▶ _What you will do_
Express the entries as a two-column CSV with the headers entry_text and answer, starting at the line that contains "the fingers, one" and ending at the line that contains "x=271, y=204". Give one row per entry, with each field quoted and its line breaks replaced by spaces.

▶ _Given records_
____________
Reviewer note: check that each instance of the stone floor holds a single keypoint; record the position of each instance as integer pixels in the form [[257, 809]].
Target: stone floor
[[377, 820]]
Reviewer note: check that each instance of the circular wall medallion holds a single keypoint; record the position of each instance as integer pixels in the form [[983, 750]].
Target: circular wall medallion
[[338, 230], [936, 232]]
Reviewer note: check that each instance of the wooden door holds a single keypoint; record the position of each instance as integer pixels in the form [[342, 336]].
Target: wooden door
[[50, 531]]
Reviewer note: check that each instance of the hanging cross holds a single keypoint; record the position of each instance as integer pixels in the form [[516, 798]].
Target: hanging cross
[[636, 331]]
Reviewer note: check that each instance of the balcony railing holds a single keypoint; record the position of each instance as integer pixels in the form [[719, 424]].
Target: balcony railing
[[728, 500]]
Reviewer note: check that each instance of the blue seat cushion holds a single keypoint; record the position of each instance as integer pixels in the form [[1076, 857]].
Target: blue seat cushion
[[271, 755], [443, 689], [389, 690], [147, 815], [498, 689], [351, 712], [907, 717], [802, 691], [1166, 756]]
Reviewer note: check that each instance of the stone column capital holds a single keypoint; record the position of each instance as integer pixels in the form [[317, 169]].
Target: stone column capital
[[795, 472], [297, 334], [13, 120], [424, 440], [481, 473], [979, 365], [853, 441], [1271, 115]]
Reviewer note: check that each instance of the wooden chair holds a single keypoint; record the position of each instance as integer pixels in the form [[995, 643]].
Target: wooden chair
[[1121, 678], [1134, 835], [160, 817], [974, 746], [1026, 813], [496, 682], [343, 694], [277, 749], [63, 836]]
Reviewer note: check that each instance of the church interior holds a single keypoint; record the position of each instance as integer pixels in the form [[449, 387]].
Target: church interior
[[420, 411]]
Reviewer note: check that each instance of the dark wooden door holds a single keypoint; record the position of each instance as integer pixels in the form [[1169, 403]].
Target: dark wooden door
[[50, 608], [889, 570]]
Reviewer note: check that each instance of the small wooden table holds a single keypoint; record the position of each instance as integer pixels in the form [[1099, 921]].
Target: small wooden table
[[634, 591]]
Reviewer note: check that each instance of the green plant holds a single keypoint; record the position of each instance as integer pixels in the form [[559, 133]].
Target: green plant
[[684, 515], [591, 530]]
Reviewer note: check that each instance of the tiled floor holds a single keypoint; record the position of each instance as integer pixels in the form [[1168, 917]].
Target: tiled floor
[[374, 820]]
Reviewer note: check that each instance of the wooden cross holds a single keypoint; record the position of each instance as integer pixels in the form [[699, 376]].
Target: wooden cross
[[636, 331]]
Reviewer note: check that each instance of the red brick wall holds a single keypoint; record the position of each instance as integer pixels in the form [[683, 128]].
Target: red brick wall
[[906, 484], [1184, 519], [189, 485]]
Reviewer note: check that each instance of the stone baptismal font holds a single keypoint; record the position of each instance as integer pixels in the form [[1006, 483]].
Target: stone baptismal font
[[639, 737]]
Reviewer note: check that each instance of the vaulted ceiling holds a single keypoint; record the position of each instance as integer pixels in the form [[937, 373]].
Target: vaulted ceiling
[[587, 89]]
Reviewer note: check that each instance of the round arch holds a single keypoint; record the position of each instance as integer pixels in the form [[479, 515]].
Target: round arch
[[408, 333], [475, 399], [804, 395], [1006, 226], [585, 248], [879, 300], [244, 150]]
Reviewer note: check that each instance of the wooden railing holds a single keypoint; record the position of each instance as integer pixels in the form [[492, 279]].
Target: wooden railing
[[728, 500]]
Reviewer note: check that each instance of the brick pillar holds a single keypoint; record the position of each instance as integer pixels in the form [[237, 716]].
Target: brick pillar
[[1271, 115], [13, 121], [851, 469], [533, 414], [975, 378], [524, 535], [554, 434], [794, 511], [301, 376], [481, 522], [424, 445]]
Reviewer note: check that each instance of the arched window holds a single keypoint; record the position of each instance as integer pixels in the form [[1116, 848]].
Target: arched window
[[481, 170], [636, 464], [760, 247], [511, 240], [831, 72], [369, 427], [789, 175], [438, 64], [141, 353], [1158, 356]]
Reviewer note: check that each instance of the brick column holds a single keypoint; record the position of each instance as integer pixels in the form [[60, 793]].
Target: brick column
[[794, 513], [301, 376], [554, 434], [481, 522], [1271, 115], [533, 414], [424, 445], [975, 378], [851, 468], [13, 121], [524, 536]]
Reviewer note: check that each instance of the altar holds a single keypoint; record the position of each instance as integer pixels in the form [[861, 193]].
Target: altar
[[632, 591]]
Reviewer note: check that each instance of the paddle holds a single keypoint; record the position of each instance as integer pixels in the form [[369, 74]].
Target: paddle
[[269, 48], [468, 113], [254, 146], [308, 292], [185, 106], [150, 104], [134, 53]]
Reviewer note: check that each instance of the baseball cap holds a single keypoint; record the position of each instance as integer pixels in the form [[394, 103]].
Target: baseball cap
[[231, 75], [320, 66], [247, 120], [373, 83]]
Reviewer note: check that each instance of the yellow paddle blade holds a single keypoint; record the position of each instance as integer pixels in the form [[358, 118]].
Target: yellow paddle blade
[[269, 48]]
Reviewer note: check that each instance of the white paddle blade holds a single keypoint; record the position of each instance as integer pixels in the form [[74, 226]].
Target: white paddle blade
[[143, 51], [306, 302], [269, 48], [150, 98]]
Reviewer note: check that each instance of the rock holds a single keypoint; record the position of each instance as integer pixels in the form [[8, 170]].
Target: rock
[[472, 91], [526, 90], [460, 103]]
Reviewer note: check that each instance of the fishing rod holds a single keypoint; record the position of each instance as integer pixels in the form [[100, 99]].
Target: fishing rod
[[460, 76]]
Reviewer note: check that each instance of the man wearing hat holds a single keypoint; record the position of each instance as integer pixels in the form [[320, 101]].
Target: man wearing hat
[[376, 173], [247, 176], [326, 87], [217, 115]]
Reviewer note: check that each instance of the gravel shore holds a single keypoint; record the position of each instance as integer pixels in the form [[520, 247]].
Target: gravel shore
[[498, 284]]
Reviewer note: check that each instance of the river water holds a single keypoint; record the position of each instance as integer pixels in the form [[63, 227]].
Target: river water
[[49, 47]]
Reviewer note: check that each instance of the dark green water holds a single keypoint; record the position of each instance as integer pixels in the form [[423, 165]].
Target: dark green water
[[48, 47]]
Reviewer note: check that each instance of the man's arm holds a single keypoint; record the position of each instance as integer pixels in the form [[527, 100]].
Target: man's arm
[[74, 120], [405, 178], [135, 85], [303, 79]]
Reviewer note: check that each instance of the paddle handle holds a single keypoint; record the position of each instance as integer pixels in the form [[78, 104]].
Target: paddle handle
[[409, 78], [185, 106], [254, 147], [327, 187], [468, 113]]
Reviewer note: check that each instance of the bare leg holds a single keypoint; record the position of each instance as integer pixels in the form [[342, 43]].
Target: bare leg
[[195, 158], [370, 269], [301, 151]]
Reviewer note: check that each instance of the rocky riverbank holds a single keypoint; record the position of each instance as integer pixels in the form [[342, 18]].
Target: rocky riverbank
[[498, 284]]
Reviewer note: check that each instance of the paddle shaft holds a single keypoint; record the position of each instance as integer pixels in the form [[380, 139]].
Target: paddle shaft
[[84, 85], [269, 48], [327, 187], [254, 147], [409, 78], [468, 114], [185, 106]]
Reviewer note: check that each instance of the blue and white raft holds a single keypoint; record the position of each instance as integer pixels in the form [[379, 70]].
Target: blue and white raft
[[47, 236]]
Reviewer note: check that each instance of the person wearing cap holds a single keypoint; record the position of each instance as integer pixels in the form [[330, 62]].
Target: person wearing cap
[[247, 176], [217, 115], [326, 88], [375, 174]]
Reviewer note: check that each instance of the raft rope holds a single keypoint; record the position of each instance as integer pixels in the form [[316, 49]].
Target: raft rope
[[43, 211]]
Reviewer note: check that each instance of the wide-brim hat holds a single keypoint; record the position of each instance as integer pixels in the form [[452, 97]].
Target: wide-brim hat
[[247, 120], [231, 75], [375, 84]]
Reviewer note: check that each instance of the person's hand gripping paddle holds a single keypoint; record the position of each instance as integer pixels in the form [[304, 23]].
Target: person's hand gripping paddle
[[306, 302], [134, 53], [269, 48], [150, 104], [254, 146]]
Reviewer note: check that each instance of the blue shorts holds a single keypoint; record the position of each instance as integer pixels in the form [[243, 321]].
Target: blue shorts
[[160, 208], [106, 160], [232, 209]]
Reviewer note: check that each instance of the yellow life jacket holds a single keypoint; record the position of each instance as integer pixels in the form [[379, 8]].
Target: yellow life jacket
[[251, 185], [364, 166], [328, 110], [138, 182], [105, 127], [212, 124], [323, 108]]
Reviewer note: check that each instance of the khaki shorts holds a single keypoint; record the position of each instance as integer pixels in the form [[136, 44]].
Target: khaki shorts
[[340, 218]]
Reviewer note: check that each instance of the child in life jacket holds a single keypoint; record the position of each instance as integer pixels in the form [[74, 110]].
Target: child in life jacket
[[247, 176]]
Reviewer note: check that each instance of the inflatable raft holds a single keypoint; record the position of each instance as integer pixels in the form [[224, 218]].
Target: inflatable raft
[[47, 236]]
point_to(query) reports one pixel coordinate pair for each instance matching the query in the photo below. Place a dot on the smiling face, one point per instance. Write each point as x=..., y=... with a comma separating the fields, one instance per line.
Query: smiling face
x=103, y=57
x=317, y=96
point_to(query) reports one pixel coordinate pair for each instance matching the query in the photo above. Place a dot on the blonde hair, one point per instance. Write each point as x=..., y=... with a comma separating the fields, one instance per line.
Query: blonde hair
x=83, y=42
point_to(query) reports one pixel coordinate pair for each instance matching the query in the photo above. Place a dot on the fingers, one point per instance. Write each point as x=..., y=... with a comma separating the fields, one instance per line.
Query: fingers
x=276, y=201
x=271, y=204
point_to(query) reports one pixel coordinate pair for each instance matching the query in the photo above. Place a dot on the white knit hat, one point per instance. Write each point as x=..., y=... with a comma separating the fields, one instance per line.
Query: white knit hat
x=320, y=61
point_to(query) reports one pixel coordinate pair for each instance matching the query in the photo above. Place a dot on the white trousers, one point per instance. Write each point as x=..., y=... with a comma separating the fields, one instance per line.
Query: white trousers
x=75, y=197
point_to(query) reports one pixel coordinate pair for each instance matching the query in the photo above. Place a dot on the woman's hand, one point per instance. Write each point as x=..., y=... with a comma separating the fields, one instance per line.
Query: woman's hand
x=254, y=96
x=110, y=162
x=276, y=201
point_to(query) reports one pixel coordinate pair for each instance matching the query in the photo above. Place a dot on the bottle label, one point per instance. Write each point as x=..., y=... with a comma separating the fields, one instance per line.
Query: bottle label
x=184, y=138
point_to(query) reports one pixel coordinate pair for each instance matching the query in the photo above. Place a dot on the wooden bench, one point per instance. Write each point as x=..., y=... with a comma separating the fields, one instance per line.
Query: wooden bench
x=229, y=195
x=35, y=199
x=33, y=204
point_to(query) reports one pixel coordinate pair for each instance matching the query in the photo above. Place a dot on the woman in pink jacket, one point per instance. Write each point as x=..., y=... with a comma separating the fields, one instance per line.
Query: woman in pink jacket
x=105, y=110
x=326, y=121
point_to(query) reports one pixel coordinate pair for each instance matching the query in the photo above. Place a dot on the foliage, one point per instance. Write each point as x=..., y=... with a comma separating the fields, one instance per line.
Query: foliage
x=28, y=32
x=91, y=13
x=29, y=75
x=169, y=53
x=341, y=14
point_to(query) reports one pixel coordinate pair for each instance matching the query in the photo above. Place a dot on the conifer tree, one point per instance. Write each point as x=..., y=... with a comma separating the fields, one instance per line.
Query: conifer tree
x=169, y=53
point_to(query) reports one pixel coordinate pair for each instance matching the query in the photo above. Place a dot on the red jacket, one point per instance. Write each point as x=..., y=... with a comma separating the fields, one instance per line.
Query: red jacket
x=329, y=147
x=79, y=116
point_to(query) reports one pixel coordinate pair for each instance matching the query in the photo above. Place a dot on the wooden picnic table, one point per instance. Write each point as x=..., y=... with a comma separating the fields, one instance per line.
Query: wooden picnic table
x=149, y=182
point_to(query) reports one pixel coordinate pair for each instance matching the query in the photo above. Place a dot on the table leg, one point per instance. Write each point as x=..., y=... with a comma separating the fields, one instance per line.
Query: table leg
____________
▶ _Exercise solution_
entry_text,answer
"point_to(query) reports one pixel coordinate pair for each instance matching the query in the photo above. Place a dot on the fingers, one point per instance. Write each point as x=..., y=... with a comma separating the fields, one instance per line. Query: fingers","x=276, y=201 x=271, y=204"